_WHAT YOU SHOULD DO_
Scan the material and copy every line in which "Detect" appears.

_SUPPLIED RECORDS_
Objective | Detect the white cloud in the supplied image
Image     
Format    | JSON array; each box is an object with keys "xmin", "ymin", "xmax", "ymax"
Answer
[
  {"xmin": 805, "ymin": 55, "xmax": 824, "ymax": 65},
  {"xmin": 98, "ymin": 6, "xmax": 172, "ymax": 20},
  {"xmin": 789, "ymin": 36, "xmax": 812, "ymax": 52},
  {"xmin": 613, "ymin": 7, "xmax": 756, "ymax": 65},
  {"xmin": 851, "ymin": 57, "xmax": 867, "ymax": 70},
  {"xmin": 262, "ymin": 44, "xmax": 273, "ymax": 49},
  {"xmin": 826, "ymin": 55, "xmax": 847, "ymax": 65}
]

==

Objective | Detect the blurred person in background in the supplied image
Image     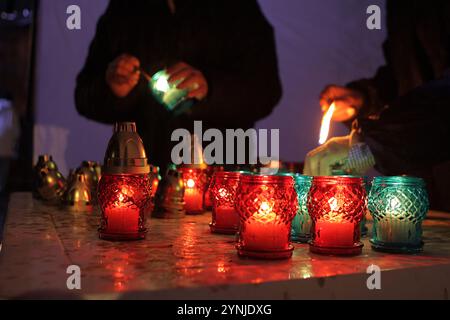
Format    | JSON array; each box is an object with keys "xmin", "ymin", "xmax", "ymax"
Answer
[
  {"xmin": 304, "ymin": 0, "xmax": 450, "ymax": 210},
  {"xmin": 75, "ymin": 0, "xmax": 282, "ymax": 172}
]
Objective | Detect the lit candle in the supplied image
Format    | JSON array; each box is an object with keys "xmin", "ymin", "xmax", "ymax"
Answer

_SOLUTION FOR THIS EXERCISE_
Objective | Detect the white cloud in the supplied image
Objective | Detect the blurred person in background in the supplied image
Objective | Detect the lit candle in the supplied image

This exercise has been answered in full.